== WORK INSTRUCTIONS ==
Skip every line before the one containing "Would you mind spotting the window in", then copy that line and the rest of the entries below exactly, through the last line.

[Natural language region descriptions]
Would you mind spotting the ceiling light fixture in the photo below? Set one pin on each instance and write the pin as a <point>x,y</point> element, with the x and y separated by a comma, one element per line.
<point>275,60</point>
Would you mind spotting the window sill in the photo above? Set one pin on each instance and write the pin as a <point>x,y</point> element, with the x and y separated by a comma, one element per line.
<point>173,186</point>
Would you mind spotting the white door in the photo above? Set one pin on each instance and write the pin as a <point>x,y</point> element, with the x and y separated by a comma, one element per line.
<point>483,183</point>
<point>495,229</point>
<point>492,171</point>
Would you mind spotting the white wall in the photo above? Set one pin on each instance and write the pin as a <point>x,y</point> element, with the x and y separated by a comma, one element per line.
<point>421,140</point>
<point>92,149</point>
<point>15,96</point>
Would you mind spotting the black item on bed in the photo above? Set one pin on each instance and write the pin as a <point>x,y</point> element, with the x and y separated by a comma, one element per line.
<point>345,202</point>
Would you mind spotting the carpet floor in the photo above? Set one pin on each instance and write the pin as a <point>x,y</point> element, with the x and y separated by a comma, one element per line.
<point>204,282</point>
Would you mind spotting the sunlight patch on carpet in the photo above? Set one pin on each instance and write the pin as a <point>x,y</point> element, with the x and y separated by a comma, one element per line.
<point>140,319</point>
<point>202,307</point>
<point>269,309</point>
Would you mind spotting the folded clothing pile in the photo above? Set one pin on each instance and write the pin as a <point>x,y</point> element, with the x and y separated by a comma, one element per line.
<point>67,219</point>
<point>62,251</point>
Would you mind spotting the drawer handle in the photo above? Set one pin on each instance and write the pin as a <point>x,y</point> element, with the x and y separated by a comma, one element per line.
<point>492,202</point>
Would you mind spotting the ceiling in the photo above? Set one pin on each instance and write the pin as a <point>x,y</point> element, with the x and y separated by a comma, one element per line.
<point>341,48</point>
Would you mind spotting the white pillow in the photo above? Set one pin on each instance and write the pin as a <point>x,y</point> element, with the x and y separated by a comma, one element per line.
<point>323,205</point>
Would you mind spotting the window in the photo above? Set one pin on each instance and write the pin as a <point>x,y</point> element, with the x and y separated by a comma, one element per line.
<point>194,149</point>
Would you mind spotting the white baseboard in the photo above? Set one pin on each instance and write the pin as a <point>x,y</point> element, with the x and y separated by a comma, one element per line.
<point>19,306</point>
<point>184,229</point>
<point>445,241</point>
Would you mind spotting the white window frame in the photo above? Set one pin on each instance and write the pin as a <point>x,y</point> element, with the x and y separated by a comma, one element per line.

== SOLUTION FOR THIS PROBLEM ==
Would you mind spotting the window in the photo above? Set one pin on each instance and write the pin as a <point>x,y</point> element, with the x and y separated by a comma, one element per line.
<point>194,149</point>
Would you mind spotting the white baseboard in the photo above? Set one pin on each instance and write the pin as a <point>x,y</point> element, with the x and y separated by a comma, one element per line.
<point>19,306</point>
<point>184,229</point>
<point>445,241</point>
Would you mind spotting the white window frame in the photo above? Set one pin on each instance and write the pin as a <point>x,y</point> element, with the x and y separated by a comma, one element per line.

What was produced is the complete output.